■ Brief
From the article on St. Petersburg's flood barrier below, reproduce verbatim the passage that begins with the words containing "Four months after" and ends with "13 more floods.".

■ Extract provided
· · · · ·

In the cold, gray waters of the Gulf of Finland, 30 kilometers west of St. Petersburg, a giant wall juts across the bay. Completed seven years ago, it protects the city from an age-old danger: floods.
When storms approach from the west, the Baltic Sea is pushed eastwards into the shallow Neva Bay where the city lies. There, it collides with the fourth largest river in Europe by discharge, the Neva, causing water to spill over the riverbanks and overflow the hundreds of canals that crisscross the city center.
“When the floods happen, the wind knocks you off your feet and it’s hard to see anything because of the rain,” says Olga Suvorova, a press secretary at St. Petersburg’s Flood Prevention Facility Complex.
Over the past three centuries, the “Venice of the North” has suffered more than 300 floods, two-thirds of which saw water levels rise above the “dangerous” mark of 2.1 meters, according to Russia’s Hydrometeorological Center.
Three times — in 1777, 1824 and 1924 — water levels rose above the “catastrophic” level of 3 meters, causing hundreds of deaths and damaging thousands of buildings.
The first line of defense
While much of Russia remains skeptical about climate change, St. Petersburg can’t afford the luxury of stalling, as climate experts warn of an uptick in storm surges.
Today, the massive St. Petersburg Flood Prevention Facility Complex, a bulwark of reinforced concrete, steel and stone, which stretches more than 25 kilometers across the Neva Bay from the north to the south, is the city’s first line of defense.
The dam complex consists of 11 embankments, six sluices and two navigation channels, which allow ships to enter and exit one of Russia’s busiest ports. A highway runs along the top of the barrier wall, connecting the mainland to Kotlin Island at the center of the dam.
For most of the year, the floodgates are left open to allow the flow of water and marine life between the bay and the sea. But within 45 minutes of sounding the alarm, the sluices can be shut, ready to withstand the force of up to 11,000 tons of water pressing up against it.
“There’s nothing like it anywhere in the world,” Dmitry Drugachuk, the dam’s spokesperson, says proudly. “Not even in the Netherlands.”
There’s nothing like it anywhere in the world. Not even in the Netherlands.
While plans to defend the city from the sea were drafted as early as the 18th century, it took three centuries for construction of a barrier to finally begin in 1979. With the collapse of the Soviet Union, the project was abandoned, and it wasn’t until Vladimir Putin, a native of the city, became president that the plans were put back in motion. With European loans and expertise, the dam was finally completed in 2011 at a price tag of 109 billion rubles ($3.85 billion).
Four months after its completion, it was put to the test. In December that year, officials warned of an oncoming storm surge that threatened to flood one-fifth of the city and estimated the potential damage at 25 billion rubles ($374 million). “We were nervous. We didn’t know whether the dam could cope,” Drugachuk remembers. But the dam held its ground, and in the seven years since, it has prevented 13 more floods.
A rising threat
Vladimir Kattsov, a climate specialist and the head of St. Petersburg’s Voeikov Main Geophysical Observatory, fears the worst may be yet to come.
He cites a recent report by the UN’s Intergovernmental Panel on Climate Change that predicts sea levels could rise by a meter within the next century. “But other reports have said that this estimate is too conservative and we can expect significantly higher levels,” Kattsov says. In any case, the change will bring water levels closer to 1.6 meters — the mark at which a flood is officially declared in St. Petersburg.

· · · · ·

■ Information given

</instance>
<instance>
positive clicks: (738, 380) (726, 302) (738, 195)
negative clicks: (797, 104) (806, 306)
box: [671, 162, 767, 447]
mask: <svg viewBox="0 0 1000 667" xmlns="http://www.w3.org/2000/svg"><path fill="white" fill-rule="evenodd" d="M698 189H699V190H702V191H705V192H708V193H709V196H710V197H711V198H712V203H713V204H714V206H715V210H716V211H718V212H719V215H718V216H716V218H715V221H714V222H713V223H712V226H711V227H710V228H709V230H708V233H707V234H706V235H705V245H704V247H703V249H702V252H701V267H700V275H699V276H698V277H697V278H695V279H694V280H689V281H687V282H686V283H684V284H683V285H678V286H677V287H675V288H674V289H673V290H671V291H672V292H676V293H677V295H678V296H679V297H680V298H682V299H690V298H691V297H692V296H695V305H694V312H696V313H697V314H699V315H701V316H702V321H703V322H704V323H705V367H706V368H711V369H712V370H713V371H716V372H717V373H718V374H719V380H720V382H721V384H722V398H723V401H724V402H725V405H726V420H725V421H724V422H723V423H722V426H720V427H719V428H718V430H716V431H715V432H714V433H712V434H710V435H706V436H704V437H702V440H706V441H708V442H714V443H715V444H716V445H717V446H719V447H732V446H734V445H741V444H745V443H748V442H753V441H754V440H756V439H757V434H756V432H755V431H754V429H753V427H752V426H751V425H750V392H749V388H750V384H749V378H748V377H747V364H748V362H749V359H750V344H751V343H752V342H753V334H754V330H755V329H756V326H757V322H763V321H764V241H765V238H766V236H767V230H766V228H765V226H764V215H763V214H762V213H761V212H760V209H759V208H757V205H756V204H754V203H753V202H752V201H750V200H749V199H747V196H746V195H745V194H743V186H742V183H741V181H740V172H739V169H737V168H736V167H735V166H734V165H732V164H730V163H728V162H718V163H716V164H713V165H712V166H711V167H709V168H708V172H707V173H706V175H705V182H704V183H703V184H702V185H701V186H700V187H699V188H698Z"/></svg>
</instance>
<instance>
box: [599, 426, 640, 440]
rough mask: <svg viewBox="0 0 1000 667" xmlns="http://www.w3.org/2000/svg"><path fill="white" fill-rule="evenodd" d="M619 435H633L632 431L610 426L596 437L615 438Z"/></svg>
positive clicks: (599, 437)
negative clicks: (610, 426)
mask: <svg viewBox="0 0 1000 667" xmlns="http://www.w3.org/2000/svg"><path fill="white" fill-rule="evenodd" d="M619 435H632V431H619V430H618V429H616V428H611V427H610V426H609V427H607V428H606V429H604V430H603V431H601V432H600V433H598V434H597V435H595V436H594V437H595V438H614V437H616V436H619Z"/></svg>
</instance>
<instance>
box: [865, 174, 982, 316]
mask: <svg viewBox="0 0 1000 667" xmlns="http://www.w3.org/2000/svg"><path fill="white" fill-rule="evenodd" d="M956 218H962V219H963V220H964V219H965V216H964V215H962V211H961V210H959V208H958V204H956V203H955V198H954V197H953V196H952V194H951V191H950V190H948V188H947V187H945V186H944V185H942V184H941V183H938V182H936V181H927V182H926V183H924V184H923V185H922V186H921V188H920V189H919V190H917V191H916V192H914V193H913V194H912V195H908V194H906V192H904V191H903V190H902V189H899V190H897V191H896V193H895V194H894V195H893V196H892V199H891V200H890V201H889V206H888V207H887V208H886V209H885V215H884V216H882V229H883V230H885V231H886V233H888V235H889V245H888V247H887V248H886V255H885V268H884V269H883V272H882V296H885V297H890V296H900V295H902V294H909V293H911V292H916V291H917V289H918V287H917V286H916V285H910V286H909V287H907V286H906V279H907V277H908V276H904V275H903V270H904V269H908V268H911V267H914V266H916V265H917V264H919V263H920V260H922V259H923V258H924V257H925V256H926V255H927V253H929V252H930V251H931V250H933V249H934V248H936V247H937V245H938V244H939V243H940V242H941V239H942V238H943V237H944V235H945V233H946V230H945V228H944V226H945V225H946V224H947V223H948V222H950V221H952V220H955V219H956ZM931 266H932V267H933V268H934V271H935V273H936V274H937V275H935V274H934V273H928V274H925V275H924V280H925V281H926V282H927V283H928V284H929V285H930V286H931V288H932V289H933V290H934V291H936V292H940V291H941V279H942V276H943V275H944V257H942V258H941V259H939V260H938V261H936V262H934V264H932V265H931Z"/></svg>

· · · · ·

■ Answer area
Four months after its completion, it was put to the test. In December that year, officials warned of an oncoming storm surge that threatened to flood one-fifth of the city and estimated the potential damage at 25 billion rubles ($374 million). “We were nervous. We didn’t know whether the dam could cope,” Drugachuk remembers. But the dam held its ground, and in the seven years since, it has prevented 13 more floods.